Copy out the records word for word, starting at the line containing "Mark every instance of the painted" and ending at the line containing "x=162, y=327", with both of those lines included.

# AVAILABLE DATA
..............................

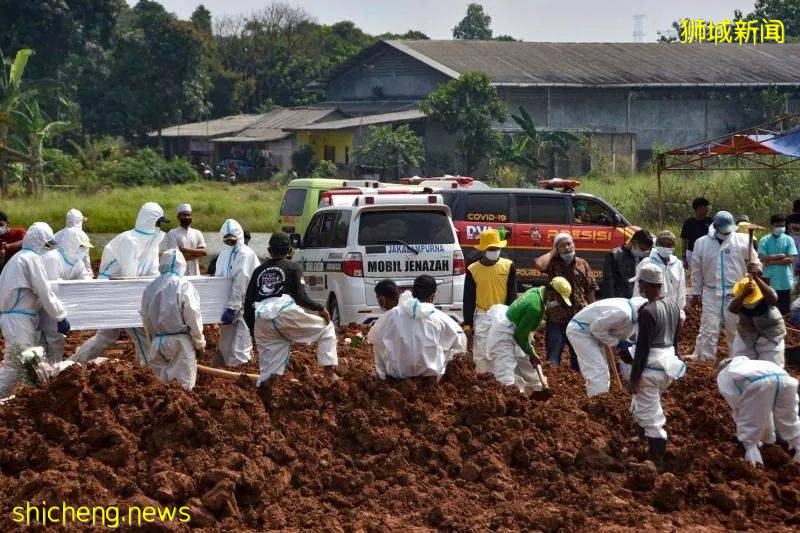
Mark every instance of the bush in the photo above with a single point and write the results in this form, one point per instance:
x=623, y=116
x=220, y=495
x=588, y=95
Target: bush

..............................

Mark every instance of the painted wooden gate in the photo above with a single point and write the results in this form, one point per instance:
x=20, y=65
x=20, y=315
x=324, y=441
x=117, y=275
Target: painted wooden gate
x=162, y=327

..............................

# RESPONSE
Mark every instance of the painted wooden gate in the photo above with a single point and write the results in this form, one point per instance:
x=20, y=65
x=20, y=315
x=324, y=441
x=117, y=275
Target: painted wooden gate
x=162, y=327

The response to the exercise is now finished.